##### STORED DATA #####

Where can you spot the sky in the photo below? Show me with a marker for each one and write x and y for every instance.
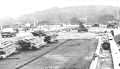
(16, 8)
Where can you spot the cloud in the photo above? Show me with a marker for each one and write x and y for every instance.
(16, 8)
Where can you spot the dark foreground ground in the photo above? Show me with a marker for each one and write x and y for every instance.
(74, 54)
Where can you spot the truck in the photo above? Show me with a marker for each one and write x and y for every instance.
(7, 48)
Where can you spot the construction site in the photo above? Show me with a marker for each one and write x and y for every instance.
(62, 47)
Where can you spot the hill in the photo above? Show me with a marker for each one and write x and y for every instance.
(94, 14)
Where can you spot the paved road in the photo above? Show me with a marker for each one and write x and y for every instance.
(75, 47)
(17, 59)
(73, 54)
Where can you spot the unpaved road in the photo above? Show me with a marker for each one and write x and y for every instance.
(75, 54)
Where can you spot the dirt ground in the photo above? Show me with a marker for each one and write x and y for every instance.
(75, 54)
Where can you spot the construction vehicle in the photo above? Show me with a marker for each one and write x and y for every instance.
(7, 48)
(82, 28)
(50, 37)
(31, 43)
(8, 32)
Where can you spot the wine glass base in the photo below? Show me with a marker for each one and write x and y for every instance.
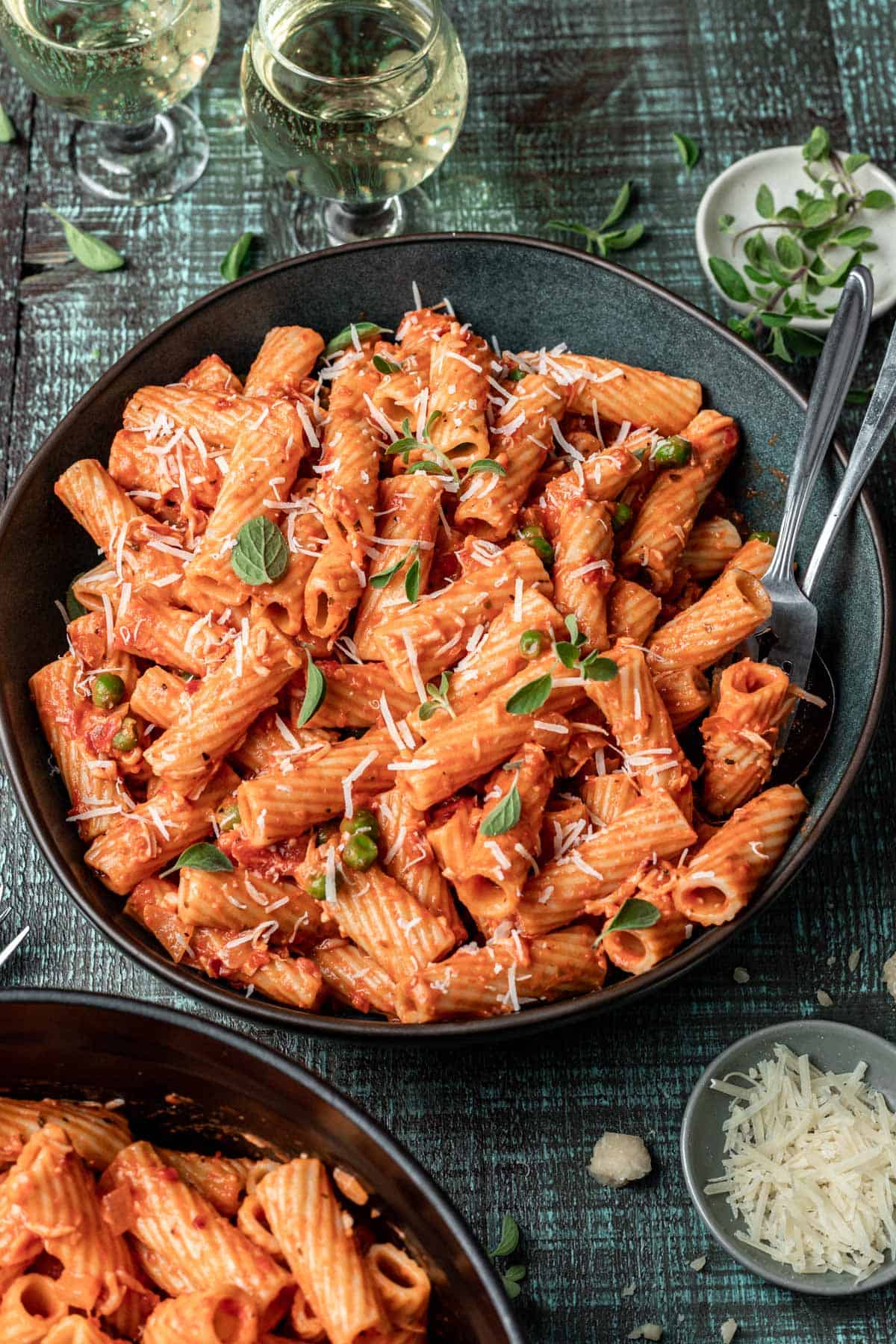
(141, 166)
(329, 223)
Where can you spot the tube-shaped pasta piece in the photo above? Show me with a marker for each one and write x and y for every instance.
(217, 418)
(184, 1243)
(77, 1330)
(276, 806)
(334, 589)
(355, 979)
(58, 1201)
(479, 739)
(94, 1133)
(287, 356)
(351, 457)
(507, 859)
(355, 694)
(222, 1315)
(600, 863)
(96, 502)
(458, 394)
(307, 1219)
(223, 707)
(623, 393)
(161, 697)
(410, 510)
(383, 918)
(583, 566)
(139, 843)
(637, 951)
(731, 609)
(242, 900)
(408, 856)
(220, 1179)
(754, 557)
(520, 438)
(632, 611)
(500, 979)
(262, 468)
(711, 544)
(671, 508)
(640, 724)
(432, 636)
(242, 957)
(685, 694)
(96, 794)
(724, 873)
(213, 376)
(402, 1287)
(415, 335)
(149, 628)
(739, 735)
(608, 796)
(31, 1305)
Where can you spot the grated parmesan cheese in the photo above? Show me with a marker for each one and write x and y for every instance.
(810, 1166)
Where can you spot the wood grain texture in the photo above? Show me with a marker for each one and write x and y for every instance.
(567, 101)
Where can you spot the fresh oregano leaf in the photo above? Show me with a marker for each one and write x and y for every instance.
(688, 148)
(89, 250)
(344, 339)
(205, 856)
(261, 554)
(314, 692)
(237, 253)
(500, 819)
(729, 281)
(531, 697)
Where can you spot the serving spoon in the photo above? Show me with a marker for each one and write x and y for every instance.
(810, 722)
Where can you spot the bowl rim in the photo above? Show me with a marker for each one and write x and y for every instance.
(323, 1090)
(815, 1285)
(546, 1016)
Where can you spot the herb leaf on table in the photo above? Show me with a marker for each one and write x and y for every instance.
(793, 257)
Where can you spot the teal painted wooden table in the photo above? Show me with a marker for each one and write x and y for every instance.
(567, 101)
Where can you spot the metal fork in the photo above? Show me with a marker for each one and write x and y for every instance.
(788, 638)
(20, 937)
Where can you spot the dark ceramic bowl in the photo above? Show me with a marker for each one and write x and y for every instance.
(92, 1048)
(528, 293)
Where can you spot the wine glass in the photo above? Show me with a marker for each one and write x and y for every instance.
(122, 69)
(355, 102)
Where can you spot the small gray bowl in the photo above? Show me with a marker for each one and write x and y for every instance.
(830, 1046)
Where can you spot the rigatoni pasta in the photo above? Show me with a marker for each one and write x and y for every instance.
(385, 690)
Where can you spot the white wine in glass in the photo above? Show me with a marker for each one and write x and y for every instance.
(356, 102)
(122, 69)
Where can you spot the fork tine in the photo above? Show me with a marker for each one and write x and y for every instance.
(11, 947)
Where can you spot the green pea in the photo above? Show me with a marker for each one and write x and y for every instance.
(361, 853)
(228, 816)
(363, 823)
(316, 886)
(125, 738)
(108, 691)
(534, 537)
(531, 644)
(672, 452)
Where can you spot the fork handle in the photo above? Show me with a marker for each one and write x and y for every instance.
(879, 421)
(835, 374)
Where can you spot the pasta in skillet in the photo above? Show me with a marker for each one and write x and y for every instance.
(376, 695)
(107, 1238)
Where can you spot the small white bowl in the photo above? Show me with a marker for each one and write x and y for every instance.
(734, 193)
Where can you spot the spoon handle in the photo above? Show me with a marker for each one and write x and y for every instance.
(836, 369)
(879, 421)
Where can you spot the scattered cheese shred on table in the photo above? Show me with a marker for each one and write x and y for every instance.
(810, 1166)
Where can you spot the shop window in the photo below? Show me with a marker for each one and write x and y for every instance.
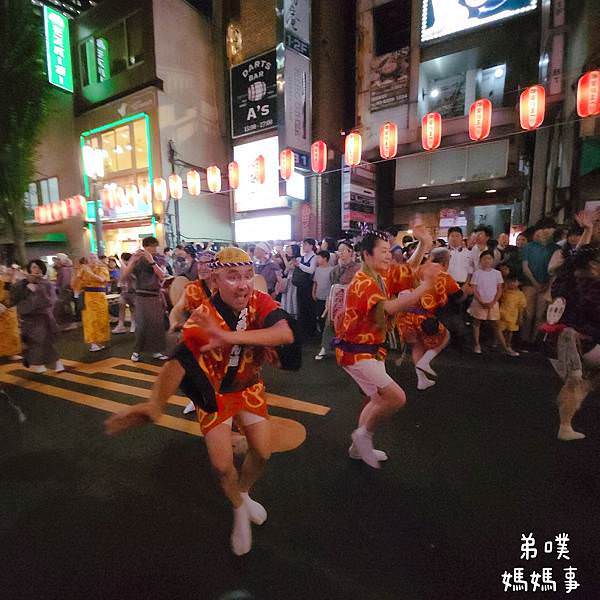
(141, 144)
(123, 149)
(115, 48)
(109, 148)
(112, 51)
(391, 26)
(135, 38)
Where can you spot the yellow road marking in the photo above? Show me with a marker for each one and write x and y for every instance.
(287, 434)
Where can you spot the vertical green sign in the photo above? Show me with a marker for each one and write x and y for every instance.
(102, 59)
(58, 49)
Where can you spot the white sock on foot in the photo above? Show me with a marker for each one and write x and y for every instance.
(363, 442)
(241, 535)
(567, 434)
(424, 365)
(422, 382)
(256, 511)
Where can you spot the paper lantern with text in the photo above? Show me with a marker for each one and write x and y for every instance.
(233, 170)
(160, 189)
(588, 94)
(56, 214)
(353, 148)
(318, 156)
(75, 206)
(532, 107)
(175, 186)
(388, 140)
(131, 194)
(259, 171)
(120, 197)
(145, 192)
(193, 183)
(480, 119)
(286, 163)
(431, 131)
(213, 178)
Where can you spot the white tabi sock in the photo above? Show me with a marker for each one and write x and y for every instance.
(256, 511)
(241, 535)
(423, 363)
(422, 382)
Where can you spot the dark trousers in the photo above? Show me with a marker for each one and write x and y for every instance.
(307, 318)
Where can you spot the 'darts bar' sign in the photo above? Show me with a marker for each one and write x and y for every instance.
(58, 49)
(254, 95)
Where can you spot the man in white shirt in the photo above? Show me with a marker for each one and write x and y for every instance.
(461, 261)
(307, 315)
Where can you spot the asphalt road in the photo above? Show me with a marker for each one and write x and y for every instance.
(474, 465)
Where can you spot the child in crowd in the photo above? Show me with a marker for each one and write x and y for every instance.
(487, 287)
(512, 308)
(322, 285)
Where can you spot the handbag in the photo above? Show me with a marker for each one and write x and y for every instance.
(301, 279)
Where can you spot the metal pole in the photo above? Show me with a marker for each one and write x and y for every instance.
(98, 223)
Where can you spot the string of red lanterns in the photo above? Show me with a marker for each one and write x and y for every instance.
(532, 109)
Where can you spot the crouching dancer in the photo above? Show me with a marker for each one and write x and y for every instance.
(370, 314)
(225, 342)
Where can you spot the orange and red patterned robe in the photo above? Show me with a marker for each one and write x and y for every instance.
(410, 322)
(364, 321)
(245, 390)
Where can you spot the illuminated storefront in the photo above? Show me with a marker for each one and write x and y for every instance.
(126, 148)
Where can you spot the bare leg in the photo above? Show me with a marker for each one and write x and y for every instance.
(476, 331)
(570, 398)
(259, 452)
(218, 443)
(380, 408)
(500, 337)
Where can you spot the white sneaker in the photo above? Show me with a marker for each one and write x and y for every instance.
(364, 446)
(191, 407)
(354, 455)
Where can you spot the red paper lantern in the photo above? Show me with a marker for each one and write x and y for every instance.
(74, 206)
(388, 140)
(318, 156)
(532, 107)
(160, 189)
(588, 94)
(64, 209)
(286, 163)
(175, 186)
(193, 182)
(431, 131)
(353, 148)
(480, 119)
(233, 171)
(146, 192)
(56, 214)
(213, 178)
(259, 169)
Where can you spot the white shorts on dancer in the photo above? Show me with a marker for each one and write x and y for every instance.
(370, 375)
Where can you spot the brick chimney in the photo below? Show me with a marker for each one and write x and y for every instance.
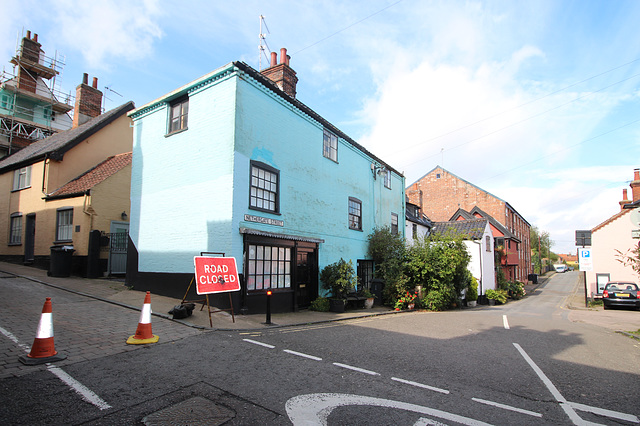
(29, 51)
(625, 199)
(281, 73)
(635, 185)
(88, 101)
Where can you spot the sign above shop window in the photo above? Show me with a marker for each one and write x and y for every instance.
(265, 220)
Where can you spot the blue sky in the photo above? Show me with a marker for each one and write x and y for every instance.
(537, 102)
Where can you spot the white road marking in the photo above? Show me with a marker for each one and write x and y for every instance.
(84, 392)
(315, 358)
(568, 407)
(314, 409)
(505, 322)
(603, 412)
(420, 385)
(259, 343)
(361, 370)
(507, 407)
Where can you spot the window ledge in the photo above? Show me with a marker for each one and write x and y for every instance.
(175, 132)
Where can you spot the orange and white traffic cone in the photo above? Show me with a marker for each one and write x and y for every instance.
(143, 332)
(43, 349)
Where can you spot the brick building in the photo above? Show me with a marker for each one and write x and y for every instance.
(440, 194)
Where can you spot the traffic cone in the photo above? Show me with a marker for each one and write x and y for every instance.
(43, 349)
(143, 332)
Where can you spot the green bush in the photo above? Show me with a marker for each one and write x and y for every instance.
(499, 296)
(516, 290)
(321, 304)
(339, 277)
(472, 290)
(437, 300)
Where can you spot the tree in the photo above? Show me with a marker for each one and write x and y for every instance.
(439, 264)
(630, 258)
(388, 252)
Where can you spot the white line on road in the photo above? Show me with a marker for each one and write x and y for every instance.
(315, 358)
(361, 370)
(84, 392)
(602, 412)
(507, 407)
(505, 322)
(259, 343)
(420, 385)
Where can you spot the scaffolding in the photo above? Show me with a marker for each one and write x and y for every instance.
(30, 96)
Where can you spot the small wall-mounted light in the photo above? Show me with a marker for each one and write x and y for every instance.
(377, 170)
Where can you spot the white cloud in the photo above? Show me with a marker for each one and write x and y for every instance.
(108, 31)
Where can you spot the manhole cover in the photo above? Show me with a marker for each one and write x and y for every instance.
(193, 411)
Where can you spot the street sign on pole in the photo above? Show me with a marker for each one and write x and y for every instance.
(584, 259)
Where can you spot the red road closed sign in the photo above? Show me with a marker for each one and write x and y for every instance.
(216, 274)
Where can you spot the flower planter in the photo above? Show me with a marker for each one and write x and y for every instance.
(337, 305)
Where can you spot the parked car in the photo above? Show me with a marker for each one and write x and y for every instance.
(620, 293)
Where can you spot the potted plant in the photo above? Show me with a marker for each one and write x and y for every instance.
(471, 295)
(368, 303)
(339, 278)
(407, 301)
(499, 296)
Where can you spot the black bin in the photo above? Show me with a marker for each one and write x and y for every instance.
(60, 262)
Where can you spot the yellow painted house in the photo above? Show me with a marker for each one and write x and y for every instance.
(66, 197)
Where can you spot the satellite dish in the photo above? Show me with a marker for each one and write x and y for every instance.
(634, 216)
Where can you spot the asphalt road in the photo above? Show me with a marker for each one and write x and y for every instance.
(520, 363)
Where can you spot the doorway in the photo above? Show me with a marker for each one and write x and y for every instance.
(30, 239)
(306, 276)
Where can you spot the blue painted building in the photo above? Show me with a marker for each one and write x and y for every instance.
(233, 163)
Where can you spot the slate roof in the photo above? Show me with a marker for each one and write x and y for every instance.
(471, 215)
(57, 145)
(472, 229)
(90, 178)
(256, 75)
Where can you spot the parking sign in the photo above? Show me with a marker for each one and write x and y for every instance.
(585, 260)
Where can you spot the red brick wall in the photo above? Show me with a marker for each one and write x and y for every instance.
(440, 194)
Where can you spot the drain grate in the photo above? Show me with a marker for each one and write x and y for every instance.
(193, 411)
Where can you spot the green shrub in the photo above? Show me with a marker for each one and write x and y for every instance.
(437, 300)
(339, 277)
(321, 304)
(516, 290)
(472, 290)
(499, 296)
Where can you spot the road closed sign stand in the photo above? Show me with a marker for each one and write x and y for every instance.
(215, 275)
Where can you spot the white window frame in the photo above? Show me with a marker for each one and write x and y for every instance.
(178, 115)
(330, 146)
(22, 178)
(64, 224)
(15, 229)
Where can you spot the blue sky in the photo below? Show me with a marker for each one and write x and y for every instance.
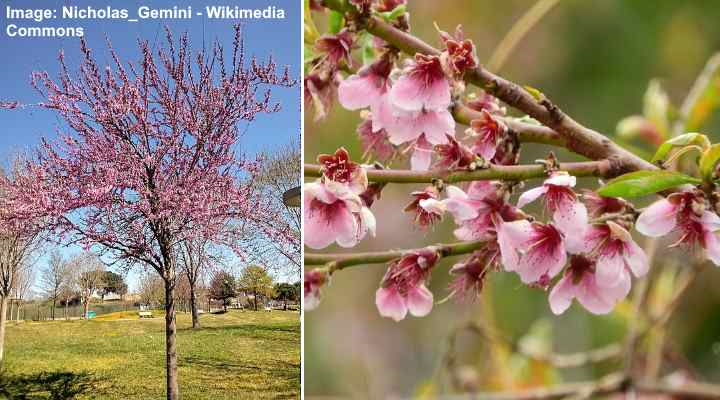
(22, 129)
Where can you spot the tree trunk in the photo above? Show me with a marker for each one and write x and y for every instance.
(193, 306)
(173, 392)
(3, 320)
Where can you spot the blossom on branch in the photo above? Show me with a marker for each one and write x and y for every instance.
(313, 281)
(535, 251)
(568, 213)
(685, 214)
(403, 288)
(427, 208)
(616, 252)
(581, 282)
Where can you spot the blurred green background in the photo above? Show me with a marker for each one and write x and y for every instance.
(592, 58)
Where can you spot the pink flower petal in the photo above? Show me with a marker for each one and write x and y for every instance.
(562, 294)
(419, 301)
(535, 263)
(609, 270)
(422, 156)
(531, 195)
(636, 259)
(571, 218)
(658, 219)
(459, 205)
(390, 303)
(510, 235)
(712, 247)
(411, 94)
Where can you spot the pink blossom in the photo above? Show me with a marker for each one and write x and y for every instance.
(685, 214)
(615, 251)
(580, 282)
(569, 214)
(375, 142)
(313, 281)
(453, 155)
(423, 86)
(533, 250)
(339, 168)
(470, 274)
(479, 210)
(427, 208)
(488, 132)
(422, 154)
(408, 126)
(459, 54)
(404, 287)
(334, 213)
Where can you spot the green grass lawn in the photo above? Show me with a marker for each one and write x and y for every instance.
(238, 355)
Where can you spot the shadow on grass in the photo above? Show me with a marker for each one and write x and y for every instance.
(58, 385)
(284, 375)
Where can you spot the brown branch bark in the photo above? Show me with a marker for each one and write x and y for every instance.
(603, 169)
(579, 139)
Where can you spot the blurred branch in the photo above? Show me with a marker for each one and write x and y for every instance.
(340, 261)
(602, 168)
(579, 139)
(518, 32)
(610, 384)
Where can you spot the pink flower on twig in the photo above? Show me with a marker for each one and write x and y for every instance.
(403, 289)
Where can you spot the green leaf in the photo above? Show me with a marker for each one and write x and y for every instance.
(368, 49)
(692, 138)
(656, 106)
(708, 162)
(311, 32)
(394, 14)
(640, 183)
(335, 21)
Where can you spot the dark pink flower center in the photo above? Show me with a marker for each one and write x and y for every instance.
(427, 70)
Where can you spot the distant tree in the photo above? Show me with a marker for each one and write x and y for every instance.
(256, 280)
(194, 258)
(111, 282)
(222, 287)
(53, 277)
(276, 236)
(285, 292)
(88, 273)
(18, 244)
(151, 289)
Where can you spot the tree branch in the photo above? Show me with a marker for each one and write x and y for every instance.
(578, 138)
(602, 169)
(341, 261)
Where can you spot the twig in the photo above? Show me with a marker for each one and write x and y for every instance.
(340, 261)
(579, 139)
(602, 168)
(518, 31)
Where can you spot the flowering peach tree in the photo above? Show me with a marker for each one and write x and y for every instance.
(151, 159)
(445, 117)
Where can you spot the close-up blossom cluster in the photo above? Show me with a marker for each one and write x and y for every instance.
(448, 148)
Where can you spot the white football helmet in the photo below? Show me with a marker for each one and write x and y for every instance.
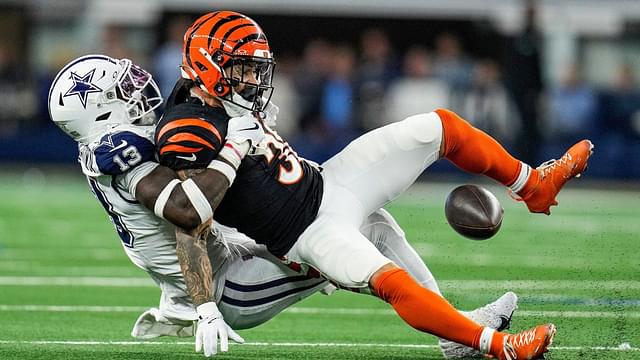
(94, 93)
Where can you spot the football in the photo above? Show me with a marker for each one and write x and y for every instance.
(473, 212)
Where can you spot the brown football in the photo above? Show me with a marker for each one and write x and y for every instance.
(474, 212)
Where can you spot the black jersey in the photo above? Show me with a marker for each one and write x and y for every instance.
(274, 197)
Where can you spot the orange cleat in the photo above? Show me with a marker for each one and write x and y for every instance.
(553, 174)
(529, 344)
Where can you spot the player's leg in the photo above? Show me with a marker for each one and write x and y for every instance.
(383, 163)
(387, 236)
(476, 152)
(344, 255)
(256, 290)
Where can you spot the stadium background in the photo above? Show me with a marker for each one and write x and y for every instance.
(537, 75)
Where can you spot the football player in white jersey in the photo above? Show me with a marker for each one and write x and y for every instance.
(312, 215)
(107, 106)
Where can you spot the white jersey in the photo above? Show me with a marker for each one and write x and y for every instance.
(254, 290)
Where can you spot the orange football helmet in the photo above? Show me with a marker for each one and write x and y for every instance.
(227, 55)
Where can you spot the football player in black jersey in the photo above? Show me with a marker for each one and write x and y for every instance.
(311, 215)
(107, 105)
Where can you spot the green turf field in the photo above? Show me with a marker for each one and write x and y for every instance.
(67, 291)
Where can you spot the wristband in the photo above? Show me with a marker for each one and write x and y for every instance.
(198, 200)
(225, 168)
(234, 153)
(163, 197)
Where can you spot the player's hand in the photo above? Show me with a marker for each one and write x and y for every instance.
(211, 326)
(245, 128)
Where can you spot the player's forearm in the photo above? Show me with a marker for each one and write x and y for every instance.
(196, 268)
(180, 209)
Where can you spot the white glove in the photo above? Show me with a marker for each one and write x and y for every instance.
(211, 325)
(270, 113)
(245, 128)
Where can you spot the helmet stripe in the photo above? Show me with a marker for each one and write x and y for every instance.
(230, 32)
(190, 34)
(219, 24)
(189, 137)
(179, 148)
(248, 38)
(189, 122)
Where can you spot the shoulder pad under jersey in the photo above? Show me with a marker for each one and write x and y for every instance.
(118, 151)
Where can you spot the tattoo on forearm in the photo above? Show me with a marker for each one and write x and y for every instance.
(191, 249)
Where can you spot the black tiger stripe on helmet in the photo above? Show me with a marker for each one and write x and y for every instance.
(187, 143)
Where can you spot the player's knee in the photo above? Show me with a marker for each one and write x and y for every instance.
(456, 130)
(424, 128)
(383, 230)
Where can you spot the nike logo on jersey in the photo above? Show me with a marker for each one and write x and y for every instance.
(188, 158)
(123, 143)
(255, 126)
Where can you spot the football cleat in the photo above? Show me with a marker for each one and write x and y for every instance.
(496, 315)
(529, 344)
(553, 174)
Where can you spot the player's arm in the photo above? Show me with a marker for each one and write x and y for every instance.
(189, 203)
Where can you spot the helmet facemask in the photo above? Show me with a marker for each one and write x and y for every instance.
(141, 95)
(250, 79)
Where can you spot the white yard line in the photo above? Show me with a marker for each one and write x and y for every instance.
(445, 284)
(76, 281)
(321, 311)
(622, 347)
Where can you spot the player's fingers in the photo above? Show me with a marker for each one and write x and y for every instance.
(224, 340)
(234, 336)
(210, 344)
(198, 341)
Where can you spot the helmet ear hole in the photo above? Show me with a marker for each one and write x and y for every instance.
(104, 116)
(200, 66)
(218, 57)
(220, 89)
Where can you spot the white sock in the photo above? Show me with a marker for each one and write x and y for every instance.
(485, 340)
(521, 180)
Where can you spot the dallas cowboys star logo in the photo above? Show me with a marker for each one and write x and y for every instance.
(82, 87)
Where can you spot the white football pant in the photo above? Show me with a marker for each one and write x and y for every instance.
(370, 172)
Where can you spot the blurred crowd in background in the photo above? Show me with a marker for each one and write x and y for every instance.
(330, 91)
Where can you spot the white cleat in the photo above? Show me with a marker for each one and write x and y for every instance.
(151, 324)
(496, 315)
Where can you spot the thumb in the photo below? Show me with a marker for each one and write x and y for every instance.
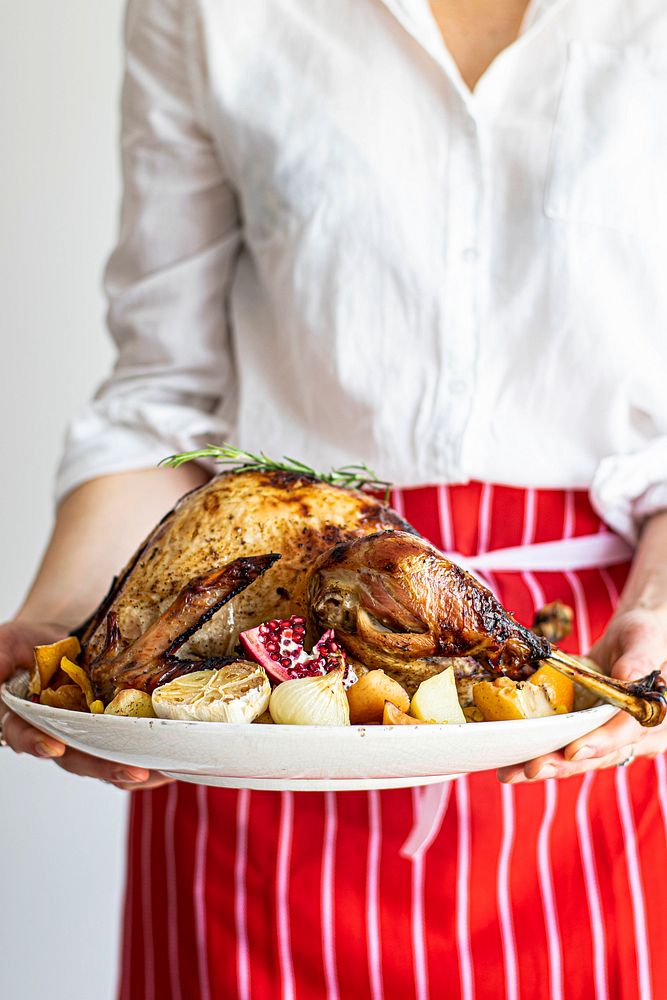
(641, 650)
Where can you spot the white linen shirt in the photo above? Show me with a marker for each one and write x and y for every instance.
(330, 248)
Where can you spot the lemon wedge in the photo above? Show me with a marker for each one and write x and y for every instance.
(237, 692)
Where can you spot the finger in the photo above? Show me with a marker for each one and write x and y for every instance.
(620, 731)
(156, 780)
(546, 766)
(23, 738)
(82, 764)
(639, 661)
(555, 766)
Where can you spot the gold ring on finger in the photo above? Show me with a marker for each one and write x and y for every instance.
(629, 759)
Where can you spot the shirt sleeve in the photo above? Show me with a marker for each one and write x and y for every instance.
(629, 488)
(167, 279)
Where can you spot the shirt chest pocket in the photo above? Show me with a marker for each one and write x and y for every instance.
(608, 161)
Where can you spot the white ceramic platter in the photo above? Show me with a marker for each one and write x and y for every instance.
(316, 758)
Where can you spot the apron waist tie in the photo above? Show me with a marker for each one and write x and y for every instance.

#####

> _WHAT IS ASKED_
Every line from the one with "Where can you spot the blurred crowd" through the last line of the material gets printed exactly, and nothing more. Omit the pictures.

> _EXERCISE SOLUTION_
Where can you spot the blurred crowd in background in the photo above? Show me with a marker for each one and write x and y for every instance.
(330, 91)
Where can you spot the white cleat in the photo above? Show me with a marker for each one and write x and y for every instance.
(151, 324)
(496, 315)
Where can you spot the thumb in the photo below? Show me with a marker for each one and write x and y for every instance.
(641, 650)
Where can you spot the white linen shirt in the photo above? Show me with a marker for each one and write x and y for every instance.
(330, 248)
Where can you spot the lemon wedge in the photo above? Show me with a marker for each one and write x and y for every instance.
(237, 692)
Where can you spot the finger in the photo above? Show me with a marker for each one and write x and y for every instance.
(620, 731)
(156, 780)
(546, 766)
(23, 738)
(82, 764)
(639, 661)
(555, 766)
Where can you spot the gold ring on finger in the photo above? Show me with a marker for each one and write x and y for every instance.
(629, 759)
Where can you spot the shirt sleeve in the photo above? Show me with a marker for each one and write x and y for every instance.
(629, 488)
(167, 279)
Where can you spot the shirt chest pocket in the photo above? Show me with a marker for each one and write x and y for every instance.
(608, 161)
Where can you spot the white ceramic platter in the photo above? Show me with a marker for each one and write x and y for every instance.
(316, 758)
Where can you spot the apron waist tie in the photo above? Show me with a marker for each one and write x and y for every instance.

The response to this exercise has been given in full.